Could you please find each line in the records that contains the word "rear" and copy it?

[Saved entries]

___

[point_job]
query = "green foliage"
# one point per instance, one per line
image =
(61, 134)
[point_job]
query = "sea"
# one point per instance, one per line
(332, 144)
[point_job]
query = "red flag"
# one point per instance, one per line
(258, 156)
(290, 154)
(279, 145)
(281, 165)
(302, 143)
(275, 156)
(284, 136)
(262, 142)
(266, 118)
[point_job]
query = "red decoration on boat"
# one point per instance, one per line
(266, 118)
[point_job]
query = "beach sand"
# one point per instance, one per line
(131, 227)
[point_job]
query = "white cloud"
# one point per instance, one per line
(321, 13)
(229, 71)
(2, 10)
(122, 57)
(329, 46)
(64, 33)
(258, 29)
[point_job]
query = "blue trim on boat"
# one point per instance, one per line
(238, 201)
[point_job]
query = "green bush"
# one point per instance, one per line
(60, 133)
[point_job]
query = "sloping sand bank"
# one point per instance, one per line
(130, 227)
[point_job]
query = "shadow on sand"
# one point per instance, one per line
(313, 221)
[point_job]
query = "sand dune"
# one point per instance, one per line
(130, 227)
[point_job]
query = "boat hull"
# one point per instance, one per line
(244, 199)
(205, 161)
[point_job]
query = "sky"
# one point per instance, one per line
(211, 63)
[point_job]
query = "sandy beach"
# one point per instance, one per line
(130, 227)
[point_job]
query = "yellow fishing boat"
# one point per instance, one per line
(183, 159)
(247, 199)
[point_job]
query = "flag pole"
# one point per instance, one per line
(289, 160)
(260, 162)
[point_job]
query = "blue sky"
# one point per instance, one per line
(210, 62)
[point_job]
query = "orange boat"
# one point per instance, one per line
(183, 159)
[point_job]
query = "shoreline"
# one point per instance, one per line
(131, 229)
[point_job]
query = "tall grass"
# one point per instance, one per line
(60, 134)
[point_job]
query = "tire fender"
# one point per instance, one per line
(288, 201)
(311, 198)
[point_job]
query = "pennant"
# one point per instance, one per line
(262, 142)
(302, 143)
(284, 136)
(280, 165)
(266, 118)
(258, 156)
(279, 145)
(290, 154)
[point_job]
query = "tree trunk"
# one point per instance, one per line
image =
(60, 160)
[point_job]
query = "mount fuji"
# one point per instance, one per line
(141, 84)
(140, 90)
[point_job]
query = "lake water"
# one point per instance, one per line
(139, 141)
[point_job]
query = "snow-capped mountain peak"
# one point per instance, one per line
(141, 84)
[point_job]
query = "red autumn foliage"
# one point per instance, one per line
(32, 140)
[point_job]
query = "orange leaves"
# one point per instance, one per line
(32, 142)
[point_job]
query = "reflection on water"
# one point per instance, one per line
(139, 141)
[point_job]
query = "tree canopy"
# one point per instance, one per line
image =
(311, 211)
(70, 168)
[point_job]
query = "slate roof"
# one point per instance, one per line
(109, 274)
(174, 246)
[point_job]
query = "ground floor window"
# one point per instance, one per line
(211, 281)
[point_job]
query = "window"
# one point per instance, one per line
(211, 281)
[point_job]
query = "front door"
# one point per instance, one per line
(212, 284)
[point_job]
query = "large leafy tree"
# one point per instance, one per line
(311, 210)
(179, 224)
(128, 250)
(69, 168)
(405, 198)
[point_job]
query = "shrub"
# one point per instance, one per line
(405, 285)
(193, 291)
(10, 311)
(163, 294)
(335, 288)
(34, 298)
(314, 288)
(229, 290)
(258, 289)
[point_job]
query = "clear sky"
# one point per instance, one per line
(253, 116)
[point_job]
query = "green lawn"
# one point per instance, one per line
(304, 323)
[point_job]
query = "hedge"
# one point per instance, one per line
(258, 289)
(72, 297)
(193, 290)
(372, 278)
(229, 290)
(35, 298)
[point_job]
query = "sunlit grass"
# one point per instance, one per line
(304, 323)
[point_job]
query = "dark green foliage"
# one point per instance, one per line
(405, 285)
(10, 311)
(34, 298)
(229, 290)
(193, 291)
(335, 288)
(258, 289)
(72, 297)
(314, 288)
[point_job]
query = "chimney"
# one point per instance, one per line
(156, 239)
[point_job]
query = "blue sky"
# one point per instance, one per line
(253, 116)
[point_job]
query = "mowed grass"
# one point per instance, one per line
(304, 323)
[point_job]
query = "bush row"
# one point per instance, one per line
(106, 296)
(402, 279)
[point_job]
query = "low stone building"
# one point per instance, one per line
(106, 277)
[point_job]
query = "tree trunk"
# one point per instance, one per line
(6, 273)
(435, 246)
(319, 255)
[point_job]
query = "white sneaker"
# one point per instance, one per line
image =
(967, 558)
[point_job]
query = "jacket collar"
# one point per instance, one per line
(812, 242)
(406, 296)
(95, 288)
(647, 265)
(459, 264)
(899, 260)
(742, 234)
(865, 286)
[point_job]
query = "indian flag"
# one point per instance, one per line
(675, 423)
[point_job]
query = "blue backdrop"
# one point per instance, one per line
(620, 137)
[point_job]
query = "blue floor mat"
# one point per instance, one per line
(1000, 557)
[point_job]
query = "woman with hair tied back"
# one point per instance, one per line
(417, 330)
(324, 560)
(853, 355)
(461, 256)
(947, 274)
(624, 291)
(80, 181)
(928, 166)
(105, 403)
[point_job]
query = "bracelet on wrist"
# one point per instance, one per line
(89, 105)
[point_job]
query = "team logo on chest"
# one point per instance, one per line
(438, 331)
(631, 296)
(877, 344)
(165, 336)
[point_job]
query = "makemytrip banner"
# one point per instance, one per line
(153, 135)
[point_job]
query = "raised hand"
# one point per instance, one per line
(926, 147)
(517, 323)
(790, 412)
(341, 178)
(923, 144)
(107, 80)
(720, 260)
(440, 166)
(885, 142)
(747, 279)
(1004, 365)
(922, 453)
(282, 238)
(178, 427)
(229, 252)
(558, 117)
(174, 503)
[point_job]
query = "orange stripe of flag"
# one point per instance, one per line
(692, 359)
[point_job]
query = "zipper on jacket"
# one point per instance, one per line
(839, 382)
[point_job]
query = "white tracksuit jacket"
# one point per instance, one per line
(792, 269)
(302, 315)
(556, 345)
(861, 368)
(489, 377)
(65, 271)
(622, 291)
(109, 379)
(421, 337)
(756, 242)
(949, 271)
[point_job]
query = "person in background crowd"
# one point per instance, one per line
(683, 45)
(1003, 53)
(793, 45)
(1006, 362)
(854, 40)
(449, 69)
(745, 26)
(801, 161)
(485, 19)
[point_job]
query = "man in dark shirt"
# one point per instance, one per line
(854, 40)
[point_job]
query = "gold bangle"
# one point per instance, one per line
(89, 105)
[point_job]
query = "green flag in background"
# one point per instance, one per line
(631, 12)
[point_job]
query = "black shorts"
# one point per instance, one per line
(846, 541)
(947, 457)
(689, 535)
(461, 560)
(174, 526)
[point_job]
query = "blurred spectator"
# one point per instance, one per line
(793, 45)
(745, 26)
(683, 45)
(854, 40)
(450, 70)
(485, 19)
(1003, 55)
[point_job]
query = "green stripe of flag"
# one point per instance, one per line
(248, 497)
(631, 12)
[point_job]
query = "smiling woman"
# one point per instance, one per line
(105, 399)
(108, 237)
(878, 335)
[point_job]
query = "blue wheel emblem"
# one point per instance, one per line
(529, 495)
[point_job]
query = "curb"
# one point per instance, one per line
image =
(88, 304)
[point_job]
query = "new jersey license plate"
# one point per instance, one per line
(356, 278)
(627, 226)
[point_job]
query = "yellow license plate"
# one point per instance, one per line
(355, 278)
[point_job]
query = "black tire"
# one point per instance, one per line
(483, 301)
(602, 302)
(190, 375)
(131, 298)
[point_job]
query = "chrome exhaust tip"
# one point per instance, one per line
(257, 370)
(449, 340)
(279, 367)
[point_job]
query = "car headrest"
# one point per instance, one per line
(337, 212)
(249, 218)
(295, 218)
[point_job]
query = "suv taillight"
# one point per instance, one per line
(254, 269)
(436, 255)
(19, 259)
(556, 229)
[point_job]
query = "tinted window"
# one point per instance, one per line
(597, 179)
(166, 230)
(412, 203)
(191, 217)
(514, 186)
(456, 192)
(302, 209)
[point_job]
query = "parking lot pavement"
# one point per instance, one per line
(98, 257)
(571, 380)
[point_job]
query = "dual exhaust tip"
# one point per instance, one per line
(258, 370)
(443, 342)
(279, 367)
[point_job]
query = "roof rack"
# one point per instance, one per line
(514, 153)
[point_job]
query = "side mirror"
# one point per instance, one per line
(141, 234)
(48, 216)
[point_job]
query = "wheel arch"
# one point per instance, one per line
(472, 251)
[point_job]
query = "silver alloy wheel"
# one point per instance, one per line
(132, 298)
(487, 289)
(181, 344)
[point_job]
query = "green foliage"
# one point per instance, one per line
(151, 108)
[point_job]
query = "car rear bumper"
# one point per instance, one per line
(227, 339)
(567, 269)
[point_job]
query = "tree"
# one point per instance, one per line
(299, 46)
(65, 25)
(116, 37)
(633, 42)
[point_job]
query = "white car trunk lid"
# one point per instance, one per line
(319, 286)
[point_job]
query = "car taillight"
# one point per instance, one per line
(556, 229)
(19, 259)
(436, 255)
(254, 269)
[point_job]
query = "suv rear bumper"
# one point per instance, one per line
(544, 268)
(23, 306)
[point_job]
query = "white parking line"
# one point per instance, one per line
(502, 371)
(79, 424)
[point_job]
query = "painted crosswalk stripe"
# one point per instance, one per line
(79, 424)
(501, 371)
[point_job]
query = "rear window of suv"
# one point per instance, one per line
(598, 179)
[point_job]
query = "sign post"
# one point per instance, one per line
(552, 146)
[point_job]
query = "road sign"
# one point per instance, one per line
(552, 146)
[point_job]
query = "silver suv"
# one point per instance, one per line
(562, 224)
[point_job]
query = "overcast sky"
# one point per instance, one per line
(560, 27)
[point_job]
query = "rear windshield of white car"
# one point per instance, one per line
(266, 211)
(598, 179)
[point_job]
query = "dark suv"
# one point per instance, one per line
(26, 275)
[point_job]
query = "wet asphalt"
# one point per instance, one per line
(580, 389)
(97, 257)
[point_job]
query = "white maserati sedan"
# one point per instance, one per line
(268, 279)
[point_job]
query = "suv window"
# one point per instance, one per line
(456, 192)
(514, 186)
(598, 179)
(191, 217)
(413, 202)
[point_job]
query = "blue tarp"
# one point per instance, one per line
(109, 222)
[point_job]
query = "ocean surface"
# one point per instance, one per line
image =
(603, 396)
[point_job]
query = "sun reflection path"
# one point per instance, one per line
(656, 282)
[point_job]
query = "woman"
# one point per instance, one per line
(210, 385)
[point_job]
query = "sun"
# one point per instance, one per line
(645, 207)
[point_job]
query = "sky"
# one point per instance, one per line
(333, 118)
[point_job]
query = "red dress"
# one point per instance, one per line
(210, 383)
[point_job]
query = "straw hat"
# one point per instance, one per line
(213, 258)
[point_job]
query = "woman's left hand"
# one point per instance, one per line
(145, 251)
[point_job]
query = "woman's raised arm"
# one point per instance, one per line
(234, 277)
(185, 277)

___

FINISHED EXERCISE:
query = "car rear bumper"
query = "suv rear bumper"
query = "rear window of suv"
query = "rear windshield of white car"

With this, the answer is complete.